Region pointing data:
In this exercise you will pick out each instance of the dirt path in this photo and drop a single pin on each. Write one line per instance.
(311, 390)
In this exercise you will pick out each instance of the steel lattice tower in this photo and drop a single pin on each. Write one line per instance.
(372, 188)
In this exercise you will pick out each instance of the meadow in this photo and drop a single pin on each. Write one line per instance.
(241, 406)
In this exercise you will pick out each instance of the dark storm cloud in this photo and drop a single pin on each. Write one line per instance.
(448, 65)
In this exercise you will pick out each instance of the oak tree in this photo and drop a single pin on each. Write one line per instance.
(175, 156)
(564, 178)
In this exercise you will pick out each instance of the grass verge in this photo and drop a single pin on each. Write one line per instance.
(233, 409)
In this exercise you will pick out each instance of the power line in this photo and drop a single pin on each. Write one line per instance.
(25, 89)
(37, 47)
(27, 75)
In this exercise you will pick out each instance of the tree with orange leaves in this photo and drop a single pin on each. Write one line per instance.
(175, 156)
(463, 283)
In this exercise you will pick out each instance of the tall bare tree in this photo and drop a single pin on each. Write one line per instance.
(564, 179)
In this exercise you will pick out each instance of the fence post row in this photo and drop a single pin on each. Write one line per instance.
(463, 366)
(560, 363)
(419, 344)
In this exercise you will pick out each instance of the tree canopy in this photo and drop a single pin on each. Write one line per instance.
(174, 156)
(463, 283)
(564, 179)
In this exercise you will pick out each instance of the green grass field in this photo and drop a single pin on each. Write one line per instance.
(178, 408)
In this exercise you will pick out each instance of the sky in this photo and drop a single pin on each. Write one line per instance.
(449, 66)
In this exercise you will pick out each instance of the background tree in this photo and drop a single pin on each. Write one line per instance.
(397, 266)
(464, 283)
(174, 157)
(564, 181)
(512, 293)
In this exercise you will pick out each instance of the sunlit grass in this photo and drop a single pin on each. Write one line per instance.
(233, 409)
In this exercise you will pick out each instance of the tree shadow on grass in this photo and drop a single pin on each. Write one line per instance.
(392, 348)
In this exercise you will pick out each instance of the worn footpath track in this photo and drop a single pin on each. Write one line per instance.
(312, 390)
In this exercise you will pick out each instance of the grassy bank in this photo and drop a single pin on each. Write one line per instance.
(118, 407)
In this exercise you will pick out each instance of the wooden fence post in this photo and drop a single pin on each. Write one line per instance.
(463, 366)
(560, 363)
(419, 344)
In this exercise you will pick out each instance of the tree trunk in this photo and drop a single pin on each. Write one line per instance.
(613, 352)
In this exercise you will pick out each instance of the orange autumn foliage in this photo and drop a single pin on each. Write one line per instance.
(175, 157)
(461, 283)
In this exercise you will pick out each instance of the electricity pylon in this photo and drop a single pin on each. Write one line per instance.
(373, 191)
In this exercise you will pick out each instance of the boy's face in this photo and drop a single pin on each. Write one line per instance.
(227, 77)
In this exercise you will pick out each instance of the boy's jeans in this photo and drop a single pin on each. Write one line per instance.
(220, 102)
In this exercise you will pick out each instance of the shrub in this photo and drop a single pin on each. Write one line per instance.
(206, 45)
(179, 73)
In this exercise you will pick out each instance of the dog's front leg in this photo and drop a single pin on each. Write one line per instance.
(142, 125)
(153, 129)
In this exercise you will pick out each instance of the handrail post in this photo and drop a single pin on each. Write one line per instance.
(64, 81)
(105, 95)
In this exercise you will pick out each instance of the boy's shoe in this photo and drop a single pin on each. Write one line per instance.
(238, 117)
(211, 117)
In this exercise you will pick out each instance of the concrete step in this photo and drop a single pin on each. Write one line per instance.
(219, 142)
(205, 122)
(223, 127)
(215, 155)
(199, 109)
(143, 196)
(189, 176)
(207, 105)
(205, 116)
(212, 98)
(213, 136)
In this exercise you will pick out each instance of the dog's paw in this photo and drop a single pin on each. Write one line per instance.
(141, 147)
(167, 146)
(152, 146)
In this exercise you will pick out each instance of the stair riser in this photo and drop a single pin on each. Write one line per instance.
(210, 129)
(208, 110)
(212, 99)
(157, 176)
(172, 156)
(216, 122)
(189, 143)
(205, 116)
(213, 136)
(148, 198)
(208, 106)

→ **TO DO**
Word for word, write out every entry shown above.

→ **WRITTEN REPLY**
In this exercise you will pick out each instance of the dirt path in this photo and drop a single pin on each. Write one line per instance.
(311, 390)
In this exercise you will pick out each instance of the steel lattice tower in this photo and drop a single pin on each. Write one line per instance.
(372, 188)
In this exercise you will pick out each instance of the meadow in this photo and drop a single pin on each. Write one line per instance.
(241, 406)
In this exercise you will pick out each instance of the dark storm cloud in this photo and drop a single pin on each. Write one line per instance.
(448, 65)
In this exercise you will pick out each instance of the oak tree in this photo and drop a single pin on each. Write one line per instance.
(175, 156)
(564, 178)
In this exercise you will pick out each instance of the grass verge in this photo and drop a single pin on each. Write one line per instance.
(233, 409)
In this exercise you will pick out each instance of the power line in this photo and drop a single pin on each. Write one line per instance.
(25, 89)
(37, 47)
(27, 75)
In this exercise you will pick out each instance of the tree with orange leaves in this photo and drop a single pin on each. Write one line per instance.
(175, 156)
(463, 283)
In this exercise you will pick out each instance of the tall bare tree in this photo and drop a single pin on each. Write one line per instance.
(564, 179)
In this exercise you will pick out each instance of the fence post row in this photo and drop a single pin on each. Write one line per instance.
(463, 366)
(560, 363)
(419, 344)
In this exercise you will pick out each instance of the tree canopy in this photo and drop a single pin on each. Write one line per instance.
(174, 156)
(463, 283)
(564, 179)
In this exercise you will pick out each instance of the green grass field in this photo and drop a single pin on each. Write one line per instance.
(178, 408)
In this exercise you will pick out each instance of the sky in this photo and drop a single pin on each. Write one line per instance.
(449, 66)
In this exercise you will pick out each instance of the background tree in this photo and drop a single pin on each. Write one line per instance.
(397, 266)
(464, 283)
(174, 157)
(564, 181)
(512, 293)
In this exercise you will pick out each instance of the sunlit grass in this photo and drop a single pin on each. Write one line per instance.
(233, 409)
In this exercise you will pick out each instance of the tree shadow on grass in this photo and drop a single pin on each. Write one line per instance.
(392, 348)
In this exercise you will pick out each instance of the worn footpath track in this photo and drop a single pin on each. Write one line per instance.
(312, 390)
In this exercise you will pick out each instance of the grassy bank in this photo and drop a single pin on each. Write one line per instance.
(118, 407)
In this exercise you will pick out each instance of the wooden fence post in this photo and drop a single pin on each. Write one line per instance.
(463, 366)
(560, 363)
(419, 344)
In this exercise you will pick out each instance of the tree trunk in this photo and drop a single pin on each. Write one line per instance.
(613, 352)
In this exercise you will pick out each instance of the orange autumn foliage in this photo and drop a single pin on each. Write one line per instance.
(175, 157)
(461, 283)
In this exercise you will pick out each instance of the electricity pylon in this photo and drop a single pin on each. Write one line per instance.
(373, 191)
In this exercise you will pick out each instance of the boy's face in this photo and drop a single pin on each. Write one line per instance.
(227, 77)
In this exercise you will pick out each instance of the boy's jeans in this photo and drop a single pin on each. Write one line per instance.
(220, 102)
In this exercise you will pick out each instance of the shrub in this photo and drop a single pin on each. Write one line per instance.
(206, 45)
(179, 73)
In this exercise you will pick out each instance of the dog's front leg in this photo and drop a single pin on each. Write one line per instance.
(142, 125)
(153, 129)
In this exercise you will pick out each instance of the handrail post in this photo and drop a single pin on each. Write one line per instance.
(64, 81)
(105, 95)
In this exercise you will pick out each instance of the boy's shoe in this photo and drop a single pin on each. Write one line per instance.
(238, 117)
(211, 117)
In this exercise you will pick out each instance of the concrete step in this photo and drop a single pin on each. Write one line per instance.
(219, 142)
(205, 122)
(223, 127)
(215, 155)
(199, 109)
(143, 196)
(189, 176)
(207, 105)
(205, 116)
(212, 98)
(213, 136)
In this exercise you will pick out each instance of the dog's paw in this photo and drop a single pin on each. Write one line per instance.
(141, 147)
(167, 146)
(152, 146)
In this exercise you will pick out each instance of the stair riser in this photo and drop a single pin on each. Write one line per instance.
(210, 129)
(208, 110)
(212, 99)
(157, 176)
(172, 156)
(216, 122)
(189, 143)
(205, 116)
(213, 136)
(148, 198)
(208, 106)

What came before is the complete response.